LAST YEAR THE MARYLAND ASSEMBLY BROUGHT A BILL FORWARD THAT WOULD ADDRESS ONE OF THESE LOOPHOLES.....COMBINED REPORTING.....BUT IT FAILED TO PASS.  OUR LEGISLATORS THEN PROCEEDED TO TELL US THEY WOULD NOT BE ADDRESSING TAXES AGAIN FOR YEARS.  THEY WERE ABLE TO PASS LOTS OF TAX HIKES ON MIDDLE/LOWER CLASS MARYLANDERS AND A TEENY, TINY TAX ON THE RICH THAT O'MALLEY NEEDED IN ORDER TO SAY HE MADE THE RICH PAY IN HIS NATIONAL CAMPAIGN, BUT CORPORATIONS IN MARYLAND CONTINUE TO HAVE A FREE RIDE IN THE STATE.

VOTE YOUR INCUMBENT OUT OF OFFICE!!!!!

PLEASE READ SO YOU CAN TELL YOUR INCUMBENT WHAT NEEDS TO BE DONE!!!  PLEASE NOTE THAT THE STATES OF DELAWARE AND NEVADA.......THIRD WAY CORPORATE POLITICIANS JOE BIDEN AND HARRY REID ARE THE TOP CORPORATE AND WEALTH TAX HAVENS/OFF-SHORE SHELTER STATES IN THE COUNTRY!

Close Corporate Tax Loopholes

Maryland PIRG

PERVASIVE TAX AVOIDANCE—Across the country, some of the nation’s best-known companies—including GE, Google and Goldman Sachs—have avoided paying the taxes they owe, costing Marylanders $2.1 billion last year.

LOOPHOLES COST MARYLANDERS $2.1 BILLION No company should be able to game the tax system to avoid paying what it legitimately owes. And, yet, establishing shell companies in offshore havens for the purpose of tax avoidance is becoming more the rule than the exception for at least 83 of the nation's top 100 publicly traded companies. GE, Google, Goldman Sachs and dozens of others have created hundreds of phantom entities with nothing more than a clever tax attorney and P.O. box.

Official estimates of how much we lose in tax revenue are between $70 billion and $100 billion per year. That's money that is shouldered by average taxpayers, either through additional taxes today or additional debt to be paid by the next generation.

It’s not illegal, but it’s not right.

• [Required actions]:
a - According to the corporate tax loopholes text, what are the official estimates of yearly tax revenue lost?
b - Pick up the corporate tax loopholes text right after its final sentence and carry it forward.
These lines come from a separate source.

Dataset lines on where objects are located:
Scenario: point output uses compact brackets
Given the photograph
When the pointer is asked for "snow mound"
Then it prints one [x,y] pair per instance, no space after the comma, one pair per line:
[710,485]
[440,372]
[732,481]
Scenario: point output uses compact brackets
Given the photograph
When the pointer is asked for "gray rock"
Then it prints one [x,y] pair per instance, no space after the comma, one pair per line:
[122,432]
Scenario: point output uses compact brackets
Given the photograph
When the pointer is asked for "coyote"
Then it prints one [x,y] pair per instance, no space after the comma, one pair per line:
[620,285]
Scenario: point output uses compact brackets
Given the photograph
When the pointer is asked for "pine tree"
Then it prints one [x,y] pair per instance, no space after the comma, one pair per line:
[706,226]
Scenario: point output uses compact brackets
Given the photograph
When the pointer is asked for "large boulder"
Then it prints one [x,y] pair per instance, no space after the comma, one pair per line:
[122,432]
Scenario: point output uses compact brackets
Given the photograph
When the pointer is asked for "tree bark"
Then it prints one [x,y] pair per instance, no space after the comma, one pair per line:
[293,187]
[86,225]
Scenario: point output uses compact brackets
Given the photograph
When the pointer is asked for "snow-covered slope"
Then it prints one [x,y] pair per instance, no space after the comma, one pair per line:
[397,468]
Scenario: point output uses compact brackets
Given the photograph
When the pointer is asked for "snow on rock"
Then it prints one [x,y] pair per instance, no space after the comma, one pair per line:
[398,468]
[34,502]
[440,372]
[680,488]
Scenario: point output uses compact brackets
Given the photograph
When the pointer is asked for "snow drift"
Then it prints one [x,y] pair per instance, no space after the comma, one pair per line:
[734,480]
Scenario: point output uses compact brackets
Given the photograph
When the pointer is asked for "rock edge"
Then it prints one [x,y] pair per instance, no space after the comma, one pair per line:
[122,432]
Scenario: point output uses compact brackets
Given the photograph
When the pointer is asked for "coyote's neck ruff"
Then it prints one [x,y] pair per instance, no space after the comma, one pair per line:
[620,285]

• [Answers to each task]:
a - Between $70 billion and $100 billion per year.

b -
The result? The average taxpayer paid $472 more this year to cover the $100 billion that GE and others that use offshore tax havens skipped out on. And small businesses and companies that don’t use these schemes have to struggle to compete with those that do.

Meanwhile, the General Assembly and Congress are considering deep cuts for essential public programs — from education, to health care, to clean air and drinking water. They’re asking us to tighten our belts and make sacrifices while giving the tax haven crew a free ride.

We are pushing for common-sense changes that simply say that if corporations are based here and generate profits here, then they should, like all of us who earn income here, pay the taxes they owe.
___________________________________________________
  THIS IS WHAT CORPORATIONS HAVE PAID IN MARYLAND AS A PERCENTAGE OF TOTAL STATE REVENUE FOR DECADES.  IF I HAD 2010 I BET IT WOULD BE LOWER.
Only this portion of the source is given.